### Text provided
# Developing a Robot for Fruit Growers - what do you think?



## candersen10 (Feb 6, 2017)

Hello, my name is Charlie and I am working to build a robot for fruit growers. Here is a video of an early prototype: [ame="https://www.youtube.com/watch?v=Rzl5cuP6yLY"]https://www.youtube.com/watch?v=Rzl5cuP6yLY[/ame].

What do you think about this? The product is a robotic cart that follows the user, and can also return to a specified point on command. On my farm, it would be very useful for harvesting apples and grapes, and also for spreading mulch (as shown in the video) and in other tasks where I'd otherwise be jumping into/out of a skid steer to spread small bits of material or collect objects.

The cart will be built out of aluminum so will not corrode, and should weigh about 100 pounds and be able to carry 250 pounds or so (at least several bushels of apples).

Any thoughts or feedback on the idea? What might you pay for something like this?


----------



## salcoco (Feb 6, 2017)

video doesn't work


----------



## grapeman (Feb 6, 2017)

No way to tell how we like it when the video just shows an error. I tried searching You tube but I can't find it. Better try again to add a link to it. Thanks


----------



## candersen10 (Feb 6, 2017)

grapeman said:


> No way to tell how we like it when the video just shows an error. I tried searching You tube but I can't find it. Better try again to add a link to it. Thanks



Video should work now - Sorry!


----------



## NorCal (Feb 6, 2017)

I think there will be a market for grape harvesting in the next 5 years in CA. Minimum wage is going from the current $10.50 to $15.00, in steps of $1 per year. Frankly I think it will be really bad for these workers, because their jobs will be disappearing. There will not be waitresses at restaurants, all table top electronics where you order and pay for food. Same at fast food places. I can see it like the back of my hand.

I manage 20 acres of vines for our community and we contract out everything. The biggest expense is the contractor's labor, which I foresee going up significantly. A cart that could serve as a collection point for the workers cutting grapes and shuttles to/from the macro bin would be useful and replace a significant amount of the labor in our operation. Same goes for pruning. It takes as much labor to remove all the clipped canes as it does to clip them.
######
### Provided data
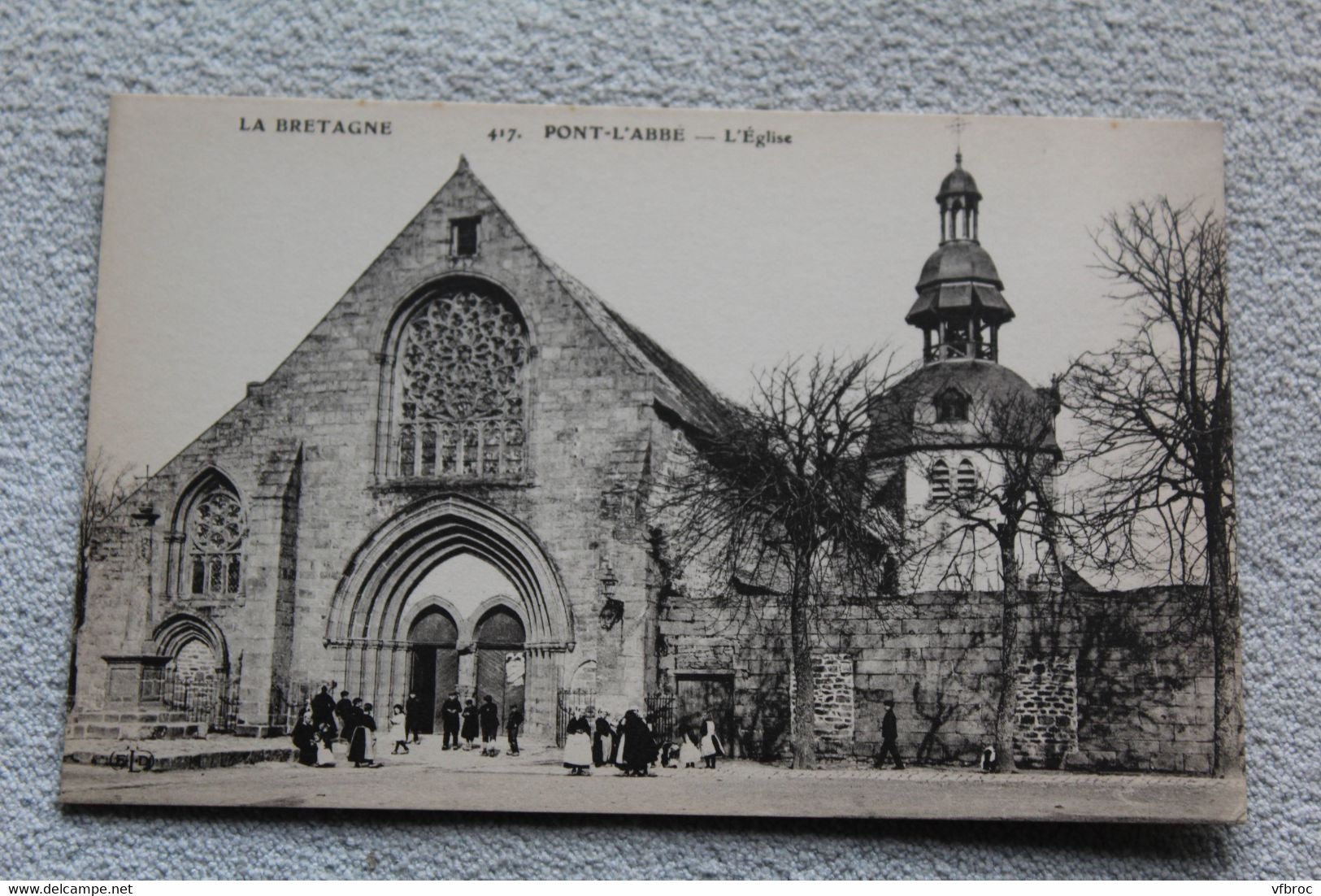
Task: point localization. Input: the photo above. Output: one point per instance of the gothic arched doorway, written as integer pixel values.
(403, 568)
(433, 663)
(501, 663)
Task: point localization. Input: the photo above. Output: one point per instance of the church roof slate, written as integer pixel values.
(676, 386)
(986, 382)
(683, 391)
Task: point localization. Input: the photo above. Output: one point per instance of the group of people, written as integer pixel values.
(468, 720)
(632, 744)
(327, 726)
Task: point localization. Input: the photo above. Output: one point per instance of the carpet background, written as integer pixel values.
(1254, 67)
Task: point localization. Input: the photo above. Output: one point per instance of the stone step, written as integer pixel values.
(146, 762)
(137, 730)
(114, 716)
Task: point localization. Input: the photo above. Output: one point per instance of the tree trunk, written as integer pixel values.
(1226, 640)
(1008, 657)
(805, 685)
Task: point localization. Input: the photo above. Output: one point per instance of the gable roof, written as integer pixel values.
(676, 386)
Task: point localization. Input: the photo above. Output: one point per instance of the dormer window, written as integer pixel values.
(463, 237)
(950, 406)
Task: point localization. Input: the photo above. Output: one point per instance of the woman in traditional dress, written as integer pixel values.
(399, 729)
(328, 735)
(489, 720)
(363, 750)
(306, 737)
(637, 747)
(471, 723)
(711, 746)
(690, 750)
(577, 744)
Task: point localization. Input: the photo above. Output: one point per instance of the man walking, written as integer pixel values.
(889, 735)
(412, 718)
(344, 709)
(511, 726)
(450, 714)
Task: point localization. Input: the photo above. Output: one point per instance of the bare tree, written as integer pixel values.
(103, 488)
(989, 511)
(1158, 433)
(778, 511)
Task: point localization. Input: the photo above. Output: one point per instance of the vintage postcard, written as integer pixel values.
(633, 460)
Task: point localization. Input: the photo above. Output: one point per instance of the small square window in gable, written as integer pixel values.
(463, 237)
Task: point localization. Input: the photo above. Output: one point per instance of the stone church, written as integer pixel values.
(443, 488)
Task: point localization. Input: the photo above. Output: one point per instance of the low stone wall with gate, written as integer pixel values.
(1106, 681)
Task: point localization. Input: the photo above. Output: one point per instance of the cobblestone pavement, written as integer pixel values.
(535, 781)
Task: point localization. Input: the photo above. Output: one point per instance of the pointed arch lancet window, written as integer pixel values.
(460, 369)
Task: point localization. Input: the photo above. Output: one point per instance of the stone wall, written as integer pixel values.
(832, 703)
(1128, 672)
(1046, 718)
(306, 452)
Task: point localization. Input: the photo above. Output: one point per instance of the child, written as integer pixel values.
(690, 751)
(711, 746)
(399, 729)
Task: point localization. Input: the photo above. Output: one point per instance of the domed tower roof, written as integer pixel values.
(958, 294)
(958, 181)
(987, 390)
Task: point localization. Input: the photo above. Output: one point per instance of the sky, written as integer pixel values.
(224, 245)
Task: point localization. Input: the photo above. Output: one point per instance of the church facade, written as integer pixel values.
(444, 488)
(467, 409)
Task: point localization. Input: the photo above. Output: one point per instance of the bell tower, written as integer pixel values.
(959, 308)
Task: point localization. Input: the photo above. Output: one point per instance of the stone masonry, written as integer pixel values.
(311, 456)
(1137, 665)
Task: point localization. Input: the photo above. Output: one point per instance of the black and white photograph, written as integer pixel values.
(658, 462)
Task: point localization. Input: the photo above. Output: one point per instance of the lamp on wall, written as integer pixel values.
(612, 608)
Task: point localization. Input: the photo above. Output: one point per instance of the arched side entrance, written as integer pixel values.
(197, 677)
(501, 663)
(370, 634)
(432, 663)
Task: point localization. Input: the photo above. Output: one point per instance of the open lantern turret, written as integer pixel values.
(959, 307)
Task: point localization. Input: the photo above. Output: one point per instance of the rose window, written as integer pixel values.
(215, 533)
(461, 390)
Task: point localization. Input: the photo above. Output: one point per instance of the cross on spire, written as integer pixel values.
(958, 127)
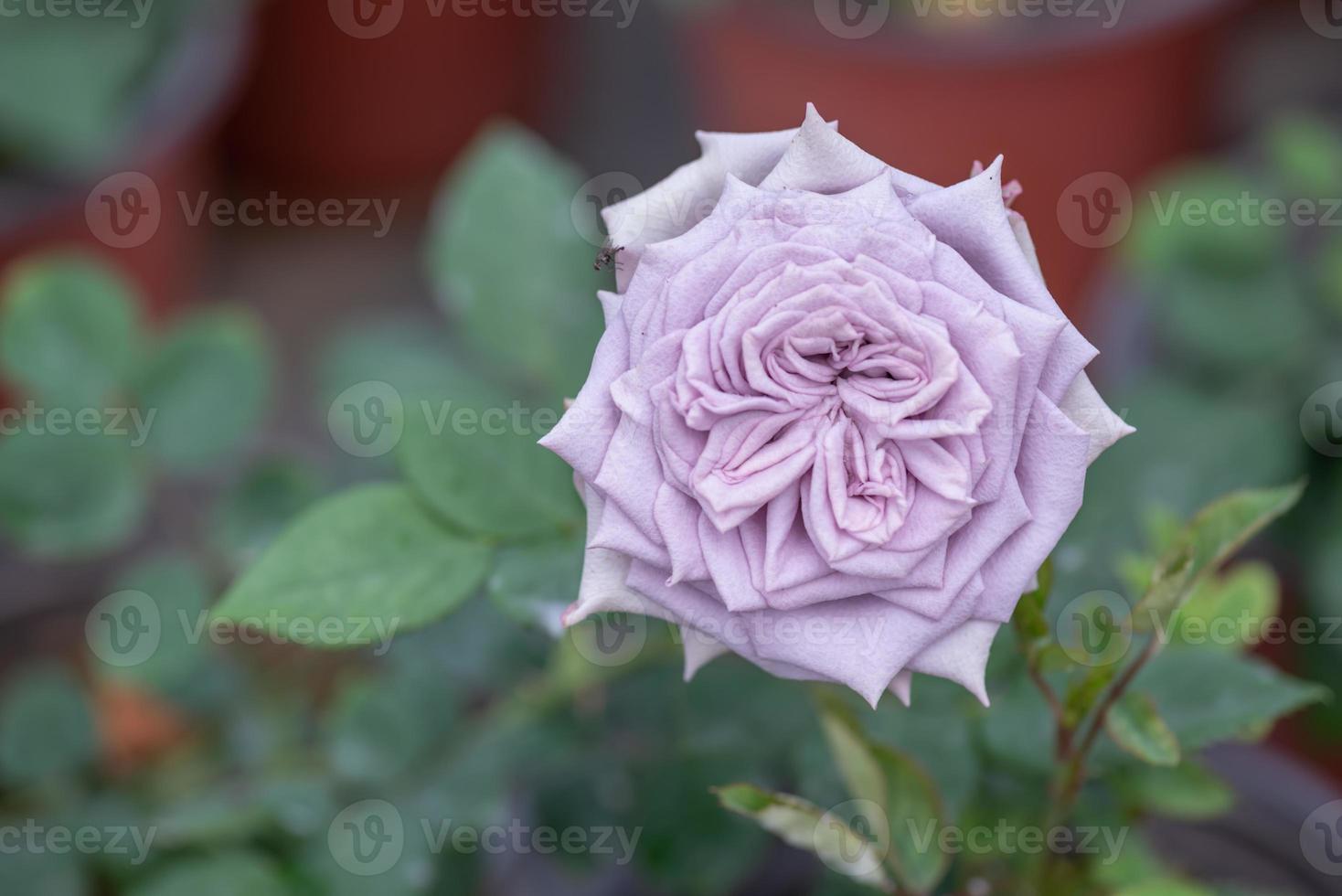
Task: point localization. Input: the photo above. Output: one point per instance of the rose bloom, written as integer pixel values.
(835, 422)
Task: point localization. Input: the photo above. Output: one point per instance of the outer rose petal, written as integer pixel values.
(929, 608)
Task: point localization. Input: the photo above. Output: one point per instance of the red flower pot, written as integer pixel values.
(373, 95)
(1060, 100)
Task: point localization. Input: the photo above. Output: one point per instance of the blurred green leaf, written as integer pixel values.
(227, 815)
(376, 732)
(1306, 155)
(905, 793)
(484, 473)
(46, 726)
(1209, 539)
(1187, 792)
(250, 516)
(180, 594)
(43, 873)
(1213, 695)
(507, 261)
(353, 566)
(226, 873)
(66, 86)
(207, 384)
(69, 332)
(1230, 611)
(1196, 224)
(71, 496)
(534, 582)
(1135, 724)
(1084, 691)
(807, 827)
(1028, 619)
(1165, 887)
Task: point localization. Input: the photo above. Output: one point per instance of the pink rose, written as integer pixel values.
(835, 422)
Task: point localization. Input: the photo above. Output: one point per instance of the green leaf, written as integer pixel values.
(46, 727)
(71, 496)
(68, 86)
(1083, 694)
(507, 261)
(479, 468)
(1209, 539)
(1215, 695)
(166, 596)
(69, 330)
(534, 582)
(1135, 724)
(42, 873)
(807, 827)
(1028, 619)
(358, 566)
(905, 795)
(1307, 155)
(229, 873)
(375, 732)
(207, 384)
(1165, 887)
(1230, 611)
(250, 516)
(1187, 792)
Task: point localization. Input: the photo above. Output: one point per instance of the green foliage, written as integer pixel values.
(485, 474)
(1215, 534)
(509, 263)
(71, 83)
(250, 516)
(220, 875)
(207, 384)
(100, 404)
(807, 827)
(69, 496)
(902, 792)
(372, 560)
(1137, 727)
(69, 330)
(46, 727)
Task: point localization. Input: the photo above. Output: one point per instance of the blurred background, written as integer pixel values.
(219, 218)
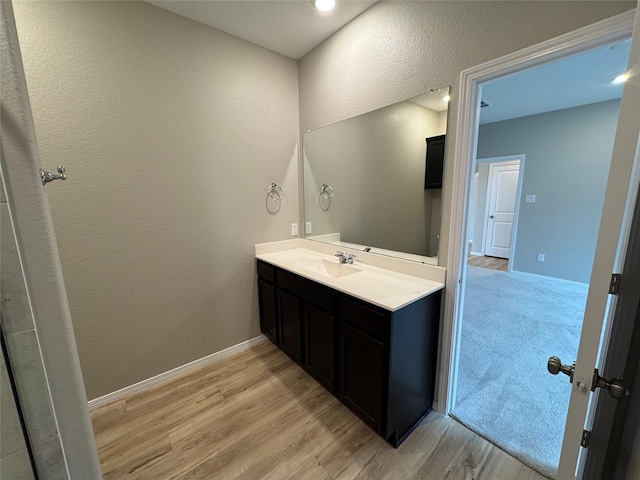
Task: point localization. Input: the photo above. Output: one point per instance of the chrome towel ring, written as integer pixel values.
(326, 191)
(275, 191)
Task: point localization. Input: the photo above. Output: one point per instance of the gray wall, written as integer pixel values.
(375, 164)
(568, 153)
(397, 50)
(171, 133)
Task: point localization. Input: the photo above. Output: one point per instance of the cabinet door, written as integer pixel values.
(319, 346)
(268, 313)
(362, 374)
(289, 310)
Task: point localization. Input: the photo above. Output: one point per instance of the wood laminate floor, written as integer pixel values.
(494, 263)
(257, 415)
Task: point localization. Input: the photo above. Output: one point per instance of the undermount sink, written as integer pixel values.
(330, 269)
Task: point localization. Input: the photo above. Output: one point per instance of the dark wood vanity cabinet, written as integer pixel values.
(320, 340)
(380, 364)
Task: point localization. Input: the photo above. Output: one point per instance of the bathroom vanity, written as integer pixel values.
(367, 333)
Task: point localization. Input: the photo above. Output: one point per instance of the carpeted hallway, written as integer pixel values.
(512, 324)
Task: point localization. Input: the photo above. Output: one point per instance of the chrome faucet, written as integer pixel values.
(345, 257)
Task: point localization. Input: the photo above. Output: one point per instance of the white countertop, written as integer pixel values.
(386, 282)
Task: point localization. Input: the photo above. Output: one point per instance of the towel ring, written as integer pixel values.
(275, 191)
(326, 191)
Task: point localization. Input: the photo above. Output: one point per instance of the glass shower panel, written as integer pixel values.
(30, 445)
(15, 460)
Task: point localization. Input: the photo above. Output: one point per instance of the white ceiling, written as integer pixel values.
(290, 27)
(295, 27)
(570, 82)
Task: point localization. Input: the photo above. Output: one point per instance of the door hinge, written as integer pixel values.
(614, 287)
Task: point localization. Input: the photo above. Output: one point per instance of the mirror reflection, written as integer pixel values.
(373, 182)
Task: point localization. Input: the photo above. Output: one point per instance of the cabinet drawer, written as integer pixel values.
(372, 321)
(266, 271)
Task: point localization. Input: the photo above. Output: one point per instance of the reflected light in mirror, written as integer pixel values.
(375, 164)
(324, 5)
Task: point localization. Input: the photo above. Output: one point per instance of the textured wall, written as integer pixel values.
(375, 164)
(568, 153)
(397, 50)
(170, 132)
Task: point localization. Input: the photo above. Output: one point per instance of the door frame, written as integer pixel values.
(607, 31)
(504, 160)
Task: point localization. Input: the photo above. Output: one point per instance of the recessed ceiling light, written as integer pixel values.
(621, 79)
(324, 5)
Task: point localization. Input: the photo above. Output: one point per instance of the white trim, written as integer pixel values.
(563, 280)
(517, 159)
(606, 31)
(181, 370)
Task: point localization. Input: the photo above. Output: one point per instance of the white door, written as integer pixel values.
(623, 180)
(502, 193)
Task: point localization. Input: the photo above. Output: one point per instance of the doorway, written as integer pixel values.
(457, 272)
(494, 207)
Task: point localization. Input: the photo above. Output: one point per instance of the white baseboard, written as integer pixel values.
(181, 370)
(529, 274)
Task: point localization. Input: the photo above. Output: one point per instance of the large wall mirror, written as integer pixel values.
(364, 179)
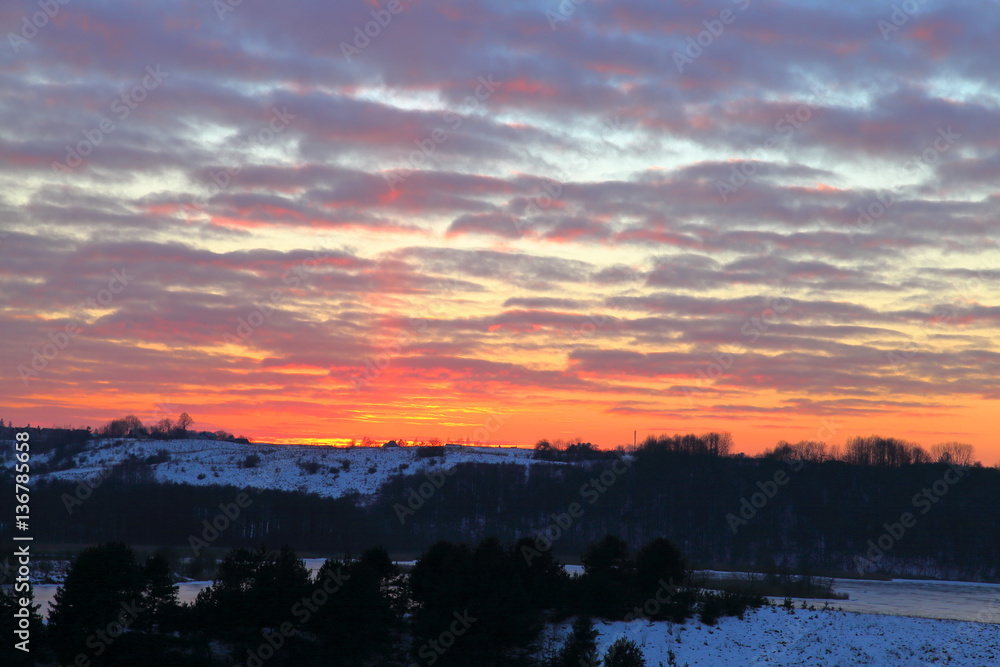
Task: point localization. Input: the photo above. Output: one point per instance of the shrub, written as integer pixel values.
(161, 456)
(311, 467)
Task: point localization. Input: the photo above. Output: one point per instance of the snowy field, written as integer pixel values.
(950, 600)
(337, 471)
(775, 637)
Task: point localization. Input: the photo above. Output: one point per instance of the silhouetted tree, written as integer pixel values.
(580, 649)
(103, 588)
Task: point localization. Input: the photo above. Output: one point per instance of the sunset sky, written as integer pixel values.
(504, 220)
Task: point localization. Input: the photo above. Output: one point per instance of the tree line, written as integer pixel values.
(459, 605)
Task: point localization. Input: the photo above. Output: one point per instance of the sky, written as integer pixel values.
(503, 221)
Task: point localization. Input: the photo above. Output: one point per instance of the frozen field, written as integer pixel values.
(952, 600)
(776, 637)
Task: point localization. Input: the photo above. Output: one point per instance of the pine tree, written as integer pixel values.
(580, 649)
(624, 653)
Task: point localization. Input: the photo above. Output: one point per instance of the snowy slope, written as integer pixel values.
(339, 471)
(773, 636)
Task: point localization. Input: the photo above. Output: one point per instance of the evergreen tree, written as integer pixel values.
(159, 594)
(104, 587)
(608, 580)
(9, 624)
(624, 653)
(580, 649)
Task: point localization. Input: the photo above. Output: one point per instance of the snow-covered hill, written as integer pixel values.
(773, 636)
(327, 471)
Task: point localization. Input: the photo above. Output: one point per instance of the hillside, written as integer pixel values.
(327, 471)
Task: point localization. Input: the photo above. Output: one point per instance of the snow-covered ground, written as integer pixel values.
(774, 636)
(952, 600)
(338, 471)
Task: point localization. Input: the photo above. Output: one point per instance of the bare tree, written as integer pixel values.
(957, 453)
(183, 421)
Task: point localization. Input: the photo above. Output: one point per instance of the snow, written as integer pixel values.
(775, 636)
(281, 467)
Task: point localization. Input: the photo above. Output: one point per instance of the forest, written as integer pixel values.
(886, 513)
(458, 605)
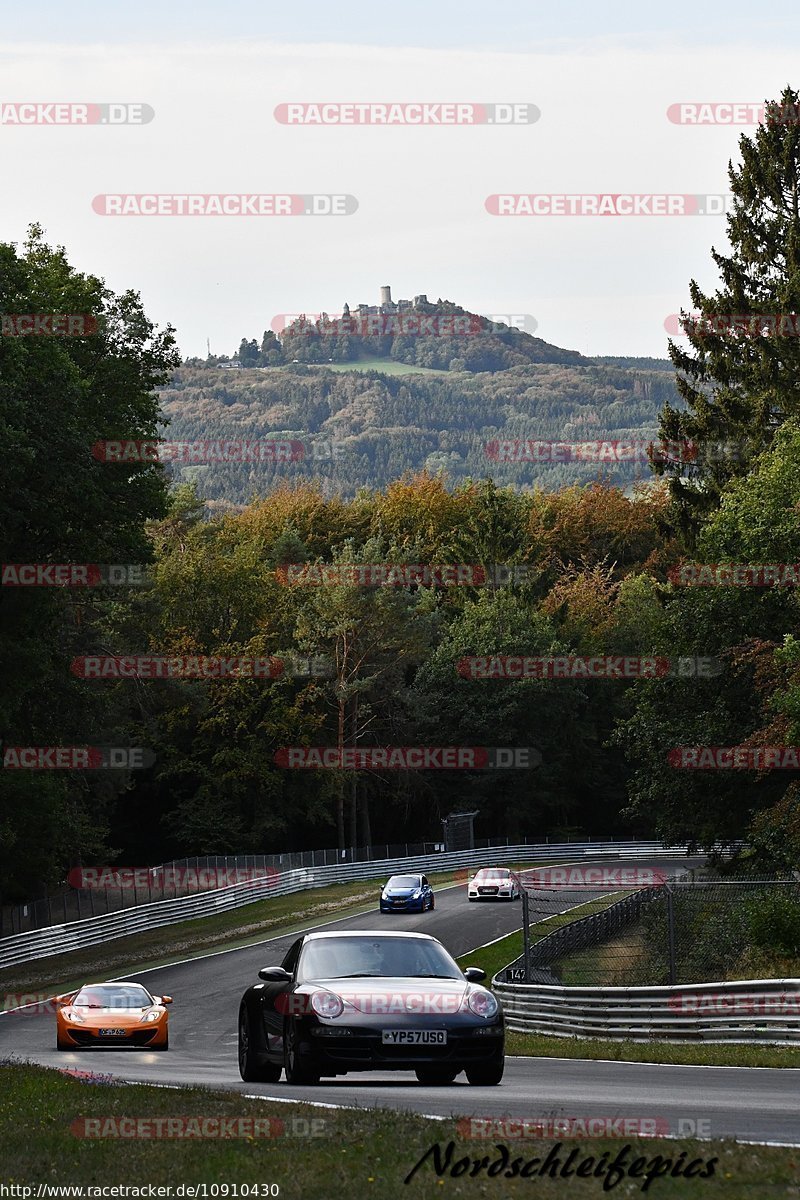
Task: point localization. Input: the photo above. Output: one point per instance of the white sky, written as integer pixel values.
(600, 285)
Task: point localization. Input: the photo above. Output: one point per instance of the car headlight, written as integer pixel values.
(482, 1003)
(326, 1003)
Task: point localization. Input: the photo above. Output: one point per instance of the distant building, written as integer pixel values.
(389, 305)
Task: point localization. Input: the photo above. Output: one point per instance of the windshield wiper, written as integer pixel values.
(360, 975)
(427, 975)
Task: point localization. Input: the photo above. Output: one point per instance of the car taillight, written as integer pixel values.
(482, 1003)
(326, 1003)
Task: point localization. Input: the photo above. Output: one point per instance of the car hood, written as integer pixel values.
(113, 1017)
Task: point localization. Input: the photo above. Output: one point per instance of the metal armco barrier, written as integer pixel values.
(78, 935)
(750, 1011)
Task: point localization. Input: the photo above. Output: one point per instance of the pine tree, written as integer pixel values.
(741, 383)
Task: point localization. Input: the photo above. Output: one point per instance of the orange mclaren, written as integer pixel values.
(112, 1014)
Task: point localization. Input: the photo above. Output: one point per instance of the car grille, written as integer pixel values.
(138, 1038)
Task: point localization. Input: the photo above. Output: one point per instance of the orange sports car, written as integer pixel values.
(112, 1014)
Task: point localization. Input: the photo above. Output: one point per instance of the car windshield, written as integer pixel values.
(130, 995)
(352, 958)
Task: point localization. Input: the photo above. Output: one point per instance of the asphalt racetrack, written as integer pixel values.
(752, 1104)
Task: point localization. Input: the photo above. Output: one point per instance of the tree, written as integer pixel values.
(740, 384)
(59, 503)
(373, 635)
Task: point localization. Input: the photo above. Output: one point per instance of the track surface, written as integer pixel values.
(750, 1104)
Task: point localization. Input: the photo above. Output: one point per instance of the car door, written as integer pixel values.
(274, 1002)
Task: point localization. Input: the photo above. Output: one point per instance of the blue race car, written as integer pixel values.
(407, 893)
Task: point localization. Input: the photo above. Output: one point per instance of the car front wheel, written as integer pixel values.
(296, 1069)
(251, 1069)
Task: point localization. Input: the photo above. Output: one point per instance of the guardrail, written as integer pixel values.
(747, 1011)
(77, 935)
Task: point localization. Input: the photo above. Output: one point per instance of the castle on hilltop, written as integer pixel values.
(388, 305)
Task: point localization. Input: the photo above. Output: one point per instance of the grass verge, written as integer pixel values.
(355, 1152)
(695, 1054)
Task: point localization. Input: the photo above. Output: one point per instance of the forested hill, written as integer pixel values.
(384, 407)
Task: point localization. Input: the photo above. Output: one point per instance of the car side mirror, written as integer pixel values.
(475, 975)
(274, 975)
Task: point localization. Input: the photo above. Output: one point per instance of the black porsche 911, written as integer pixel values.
(370, 1001)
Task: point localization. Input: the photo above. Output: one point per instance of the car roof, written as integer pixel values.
(370, 933)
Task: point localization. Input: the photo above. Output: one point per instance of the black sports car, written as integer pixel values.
(361, 1000)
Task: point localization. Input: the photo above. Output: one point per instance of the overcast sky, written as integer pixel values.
(602, 76)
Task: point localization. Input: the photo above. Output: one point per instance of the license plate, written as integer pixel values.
(414, 1037)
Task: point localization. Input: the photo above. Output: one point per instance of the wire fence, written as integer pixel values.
(680, 931)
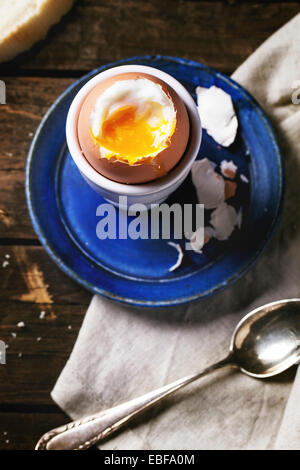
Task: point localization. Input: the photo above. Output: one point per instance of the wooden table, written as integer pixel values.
(218, 33)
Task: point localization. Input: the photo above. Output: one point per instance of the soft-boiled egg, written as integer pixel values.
(133, 128)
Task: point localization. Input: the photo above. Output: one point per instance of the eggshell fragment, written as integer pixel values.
(180, 256)
(217, 114)
(228, 169)
(224, 219)
(147, 169)
(210, 186)
(244, 178)
(230, 189)
(197, 241)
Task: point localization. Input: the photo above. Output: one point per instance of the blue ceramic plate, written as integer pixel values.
(63, 207)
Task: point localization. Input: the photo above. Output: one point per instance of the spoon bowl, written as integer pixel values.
######
__Required work__: Write out the passage of the robot cart thread starting with "What do you think about" and going on through "salcoco (Feb 6, 2017)". The listing is separate material and does not belong to the robot cart thread.

__Full response__:
What do you think about this? The product is a robotic cart that follows the user, and can also return to a specified point on command. On my farm, it would be very useful for harvesting apples and grapes, and also for spreading mulch (as shown in the video) and in other tasks where I'd otherwise be jumping into/out of a skid steer to spread small bits of material or collect objects.

The cart will be built out of aluminum so will not corrode, and should weigh about 100 pounds and be able to carry 250 pounds or so (at least several bushels of apples).

Any thoughts or feedback on the idea? What might you pay for something like this?


----------



## salcoco (Feb 6, 2017)